**SOURCE TEXT**
I love greek food; I am happy your restaurant have the HUMAN FACTOR Included in your policy and vision

What a fabulous business person you are. It is true that things are different in the restaurant business, but because of the way you treat your employees and your customers, you would be a success in any business. I would love to work for you. Too bad you are in New York. If I am ever fortunate to visit New York, your restaurant will be one I will visit. I will also be passing this on to my friends and relatives who live in New York and that area, for them to come dine there. Because of what you do for your employees, I know the food will be fabulous!!

I have worked in Human Resources for over 20 years and I do not find very many owners, CEOs, or executives that "get it" like you do. Thank you for renewing my faith that there are some people out there who do.

Es porque usted es un hombre magnificado. Y para esto estoy muy agradecido.

**STUDY MATERIAL**
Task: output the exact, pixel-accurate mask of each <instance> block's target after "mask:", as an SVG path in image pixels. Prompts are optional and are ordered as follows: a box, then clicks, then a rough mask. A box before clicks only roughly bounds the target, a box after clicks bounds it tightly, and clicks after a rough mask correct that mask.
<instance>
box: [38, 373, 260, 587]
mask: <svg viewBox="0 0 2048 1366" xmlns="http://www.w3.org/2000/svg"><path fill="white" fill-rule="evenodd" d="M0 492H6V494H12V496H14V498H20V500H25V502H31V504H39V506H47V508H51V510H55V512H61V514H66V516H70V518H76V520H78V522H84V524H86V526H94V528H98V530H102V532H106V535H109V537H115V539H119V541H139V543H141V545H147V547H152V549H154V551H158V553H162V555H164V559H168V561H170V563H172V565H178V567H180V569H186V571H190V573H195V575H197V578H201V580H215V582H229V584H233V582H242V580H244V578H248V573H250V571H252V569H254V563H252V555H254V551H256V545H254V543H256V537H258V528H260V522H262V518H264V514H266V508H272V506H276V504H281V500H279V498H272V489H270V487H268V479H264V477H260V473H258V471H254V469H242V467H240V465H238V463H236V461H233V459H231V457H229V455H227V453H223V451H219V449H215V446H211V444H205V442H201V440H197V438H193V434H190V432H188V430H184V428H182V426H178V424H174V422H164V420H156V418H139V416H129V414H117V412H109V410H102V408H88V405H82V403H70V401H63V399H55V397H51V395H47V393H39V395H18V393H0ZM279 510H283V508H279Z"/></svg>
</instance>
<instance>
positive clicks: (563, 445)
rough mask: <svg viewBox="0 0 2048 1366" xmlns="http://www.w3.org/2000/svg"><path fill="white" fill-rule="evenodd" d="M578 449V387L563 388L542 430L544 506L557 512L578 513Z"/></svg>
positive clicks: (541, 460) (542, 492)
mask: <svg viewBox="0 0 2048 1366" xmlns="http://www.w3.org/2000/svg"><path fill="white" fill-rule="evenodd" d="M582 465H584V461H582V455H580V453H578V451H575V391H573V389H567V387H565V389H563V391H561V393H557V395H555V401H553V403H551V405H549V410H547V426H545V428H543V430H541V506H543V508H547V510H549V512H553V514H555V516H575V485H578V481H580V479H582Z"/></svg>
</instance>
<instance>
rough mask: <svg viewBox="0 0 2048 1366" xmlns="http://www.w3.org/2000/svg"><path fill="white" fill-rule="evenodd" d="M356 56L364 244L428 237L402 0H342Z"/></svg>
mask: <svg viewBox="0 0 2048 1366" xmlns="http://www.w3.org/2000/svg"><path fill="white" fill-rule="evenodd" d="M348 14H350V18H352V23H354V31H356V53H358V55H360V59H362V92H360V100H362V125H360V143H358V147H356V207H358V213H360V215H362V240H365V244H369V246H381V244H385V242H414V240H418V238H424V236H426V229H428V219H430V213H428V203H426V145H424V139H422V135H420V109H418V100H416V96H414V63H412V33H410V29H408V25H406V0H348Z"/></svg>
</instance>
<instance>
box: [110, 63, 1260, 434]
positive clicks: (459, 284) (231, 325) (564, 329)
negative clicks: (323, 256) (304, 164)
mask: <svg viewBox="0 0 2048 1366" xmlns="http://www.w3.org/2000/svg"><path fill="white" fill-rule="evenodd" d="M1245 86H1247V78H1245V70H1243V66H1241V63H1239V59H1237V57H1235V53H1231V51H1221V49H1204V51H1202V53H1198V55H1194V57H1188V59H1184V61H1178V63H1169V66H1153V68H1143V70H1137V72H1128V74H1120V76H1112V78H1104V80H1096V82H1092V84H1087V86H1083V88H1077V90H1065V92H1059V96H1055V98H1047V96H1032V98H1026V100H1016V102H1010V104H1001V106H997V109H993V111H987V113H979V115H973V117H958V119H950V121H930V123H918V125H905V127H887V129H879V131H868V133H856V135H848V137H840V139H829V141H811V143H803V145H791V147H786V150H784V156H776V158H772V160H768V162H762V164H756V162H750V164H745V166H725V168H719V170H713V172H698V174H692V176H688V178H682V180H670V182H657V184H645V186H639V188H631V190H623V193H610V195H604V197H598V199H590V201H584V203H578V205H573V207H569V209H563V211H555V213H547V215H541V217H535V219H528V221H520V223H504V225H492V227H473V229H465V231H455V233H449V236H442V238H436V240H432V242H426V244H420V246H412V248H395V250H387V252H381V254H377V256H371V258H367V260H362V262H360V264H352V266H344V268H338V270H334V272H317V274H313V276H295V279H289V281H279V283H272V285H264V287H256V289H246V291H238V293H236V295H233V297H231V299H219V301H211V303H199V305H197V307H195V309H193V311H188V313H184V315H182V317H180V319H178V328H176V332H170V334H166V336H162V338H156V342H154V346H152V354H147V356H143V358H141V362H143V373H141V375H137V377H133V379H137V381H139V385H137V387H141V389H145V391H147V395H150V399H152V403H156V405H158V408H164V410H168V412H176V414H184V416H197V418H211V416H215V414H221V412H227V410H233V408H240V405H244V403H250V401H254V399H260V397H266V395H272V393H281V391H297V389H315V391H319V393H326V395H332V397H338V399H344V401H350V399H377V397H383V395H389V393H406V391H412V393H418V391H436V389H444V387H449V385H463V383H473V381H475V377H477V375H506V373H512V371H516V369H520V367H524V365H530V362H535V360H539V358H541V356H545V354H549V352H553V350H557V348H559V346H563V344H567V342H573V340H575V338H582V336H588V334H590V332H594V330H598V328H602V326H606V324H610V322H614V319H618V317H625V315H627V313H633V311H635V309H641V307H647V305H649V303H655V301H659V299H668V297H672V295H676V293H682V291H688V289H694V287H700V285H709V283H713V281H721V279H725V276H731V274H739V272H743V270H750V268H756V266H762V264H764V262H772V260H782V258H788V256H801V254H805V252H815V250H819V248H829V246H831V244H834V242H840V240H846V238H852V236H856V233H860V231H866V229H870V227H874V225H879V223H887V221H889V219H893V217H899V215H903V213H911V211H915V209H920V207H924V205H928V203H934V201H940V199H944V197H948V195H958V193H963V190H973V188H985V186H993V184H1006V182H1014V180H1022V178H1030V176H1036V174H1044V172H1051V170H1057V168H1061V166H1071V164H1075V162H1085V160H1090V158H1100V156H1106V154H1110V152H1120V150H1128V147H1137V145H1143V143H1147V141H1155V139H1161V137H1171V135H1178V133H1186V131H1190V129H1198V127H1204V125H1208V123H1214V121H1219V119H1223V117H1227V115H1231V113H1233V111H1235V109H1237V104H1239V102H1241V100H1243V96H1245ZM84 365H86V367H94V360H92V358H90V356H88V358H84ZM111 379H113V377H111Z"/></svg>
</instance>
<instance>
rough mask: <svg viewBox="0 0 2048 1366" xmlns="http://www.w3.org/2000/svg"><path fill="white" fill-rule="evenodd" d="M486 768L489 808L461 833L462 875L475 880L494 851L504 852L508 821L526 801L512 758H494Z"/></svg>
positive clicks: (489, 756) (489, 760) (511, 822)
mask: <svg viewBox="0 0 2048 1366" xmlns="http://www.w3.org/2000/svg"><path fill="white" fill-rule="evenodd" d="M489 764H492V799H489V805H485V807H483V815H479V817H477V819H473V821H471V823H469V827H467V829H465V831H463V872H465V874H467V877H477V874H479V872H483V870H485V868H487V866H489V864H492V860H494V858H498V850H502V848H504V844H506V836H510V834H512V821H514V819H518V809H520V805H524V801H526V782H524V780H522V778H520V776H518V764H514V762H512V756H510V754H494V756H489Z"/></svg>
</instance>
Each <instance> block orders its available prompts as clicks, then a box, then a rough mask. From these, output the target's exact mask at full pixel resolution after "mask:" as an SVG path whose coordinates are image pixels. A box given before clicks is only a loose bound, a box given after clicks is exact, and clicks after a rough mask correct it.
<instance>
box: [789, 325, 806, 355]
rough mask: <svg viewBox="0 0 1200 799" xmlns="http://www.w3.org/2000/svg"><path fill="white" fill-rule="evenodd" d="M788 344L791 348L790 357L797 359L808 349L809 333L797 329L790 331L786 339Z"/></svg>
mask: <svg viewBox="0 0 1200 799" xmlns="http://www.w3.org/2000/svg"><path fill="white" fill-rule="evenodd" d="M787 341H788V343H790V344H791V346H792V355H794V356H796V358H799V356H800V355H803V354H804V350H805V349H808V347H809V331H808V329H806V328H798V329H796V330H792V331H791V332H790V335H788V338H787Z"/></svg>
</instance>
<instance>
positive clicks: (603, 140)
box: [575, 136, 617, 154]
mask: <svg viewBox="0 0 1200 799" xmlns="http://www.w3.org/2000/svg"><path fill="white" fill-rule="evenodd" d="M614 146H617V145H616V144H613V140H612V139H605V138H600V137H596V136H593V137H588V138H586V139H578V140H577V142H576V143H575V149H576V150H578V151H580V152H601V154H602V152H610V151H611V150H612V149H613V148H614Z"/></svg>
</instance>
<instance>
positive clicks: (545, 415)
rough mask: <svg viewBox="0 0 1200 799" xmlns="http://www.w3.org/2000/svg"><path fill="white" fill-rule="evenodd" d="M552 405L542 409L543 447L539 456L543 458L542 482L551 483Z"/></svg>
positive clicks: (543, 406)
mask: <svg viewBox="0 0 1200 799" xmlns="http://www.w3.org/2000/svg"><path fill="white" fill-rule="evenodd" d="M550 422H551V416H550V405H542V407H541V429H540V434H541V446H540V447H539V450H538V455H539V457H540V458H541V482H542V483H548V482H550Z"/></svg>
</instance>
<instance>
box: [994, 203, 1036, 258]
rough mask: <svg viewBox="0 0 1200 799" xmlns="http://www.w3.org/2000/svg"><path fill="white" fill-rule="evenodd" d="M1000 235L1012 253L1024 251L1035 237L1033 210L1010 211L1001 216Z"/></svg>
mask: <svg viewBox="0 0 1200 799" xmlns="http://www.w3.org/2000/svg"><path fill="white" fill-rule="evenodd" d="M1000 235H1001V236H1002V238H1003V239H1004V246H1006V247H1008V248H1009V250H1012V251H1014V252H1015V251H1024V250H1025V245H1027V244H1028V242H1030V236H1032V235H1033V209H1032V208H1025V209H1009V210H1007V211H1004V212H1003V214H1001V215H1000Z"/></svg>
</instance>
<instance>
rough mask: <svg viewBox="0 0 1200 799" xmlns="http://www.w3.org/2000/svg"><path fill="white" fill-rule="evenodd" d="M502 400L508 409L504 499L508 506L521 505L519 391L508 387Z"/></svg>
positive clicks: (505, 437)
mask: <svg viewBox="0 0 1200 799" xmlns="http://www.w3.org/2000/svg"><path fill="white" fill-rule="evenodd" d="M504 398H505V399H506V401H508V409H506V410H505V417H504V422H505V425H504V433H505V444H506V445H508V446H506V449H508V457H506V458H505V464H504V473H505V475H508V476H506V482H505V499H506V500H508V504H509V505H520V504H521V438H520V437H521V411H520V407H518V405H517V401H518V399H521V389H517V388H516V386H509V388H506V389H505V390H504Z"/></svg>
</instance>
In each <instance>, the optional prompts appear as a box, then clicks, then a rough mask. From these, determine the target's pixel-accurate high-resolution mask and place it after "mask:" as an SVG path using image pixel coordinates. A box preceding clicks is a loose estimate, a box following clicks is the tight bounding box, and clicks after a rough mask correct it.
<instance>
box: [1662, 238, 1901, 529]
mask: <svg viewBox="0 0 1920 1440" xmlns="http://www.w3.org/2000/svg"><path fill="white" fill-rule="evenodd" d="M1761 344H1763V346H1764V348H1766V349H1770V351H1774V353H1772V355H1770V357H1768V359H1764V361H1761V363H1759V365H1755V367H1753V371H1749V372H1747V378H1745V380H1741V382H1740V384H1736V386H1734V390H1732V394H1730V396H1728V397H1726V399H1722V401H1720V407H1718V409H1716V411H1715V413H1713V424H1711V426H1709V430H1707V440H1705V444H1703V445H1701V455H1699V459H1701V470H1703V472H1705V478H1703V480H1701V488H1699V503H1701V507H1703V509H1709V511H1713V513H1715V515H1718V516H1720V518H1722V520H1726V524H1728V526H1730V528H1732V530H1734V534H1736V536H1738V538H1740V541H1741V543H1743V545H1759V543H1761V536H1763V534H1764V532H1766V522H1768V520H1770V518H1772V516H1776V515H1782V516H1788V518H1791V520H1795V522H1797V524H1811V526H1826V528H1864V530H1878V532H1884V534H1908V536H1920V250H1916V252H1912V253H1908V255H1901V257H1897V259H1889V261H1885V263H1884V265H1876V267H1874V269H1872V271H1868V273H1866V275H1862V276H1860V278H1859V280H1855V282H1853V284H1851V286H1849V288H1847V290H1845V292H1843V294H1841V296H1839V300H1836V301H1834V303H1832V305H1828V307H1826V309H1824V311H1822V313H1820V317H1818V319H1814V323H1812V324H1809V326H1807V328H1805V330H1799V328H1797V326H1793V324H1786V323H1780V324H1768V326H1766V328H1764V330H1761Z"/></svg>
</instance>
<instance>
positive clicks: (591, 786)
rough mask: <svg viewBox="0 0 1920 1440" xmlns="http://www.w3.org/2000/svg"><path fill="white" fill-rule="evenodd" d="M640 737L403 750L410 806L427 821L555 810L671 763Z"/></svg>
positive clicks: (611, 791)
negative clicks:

**WHAT THIS EXERCISE ASKS**
1. From the restaurant comments, copy out the part that opens with the words containing "I have worked" and closes with "estoy muy agradecido.".
2. Write what comes next in the restaurant comments, picking up after their last line.
The records have no connection to the restaurant comments.

**ANSWERS BELOW**
1.
I have worked in Human Resources for over 20 years and I do not find very many owners, CEOs, or executives that "get it" like you do. Thank you for renewing my faith that there are some people out there who do.

Es porque usted es un hombre magnificado. Y para esto estoy muy agradecido.

2.
It's refreshing seeing that there are more and more business owners out there that seem to care, and effectively use passion to drive up sales as well as productivity that does the whole community good. I feel fortunate to live in Austin Texas, where we have a plethora of restaurants like the one you are running that think about the dishes from the top down. Meaning where they source their produce, who they enlist to help with the restaurant, and how the treat the customers and staff. It's all too often that you go out and try something that simply doesn't warrant the visit and charges you an arm and a leg, only to leave feeling unfulfilled and disappointed. These things all start with how and why you treat your staff and the people that come into your restaurant. Thumbs up to a great business owner.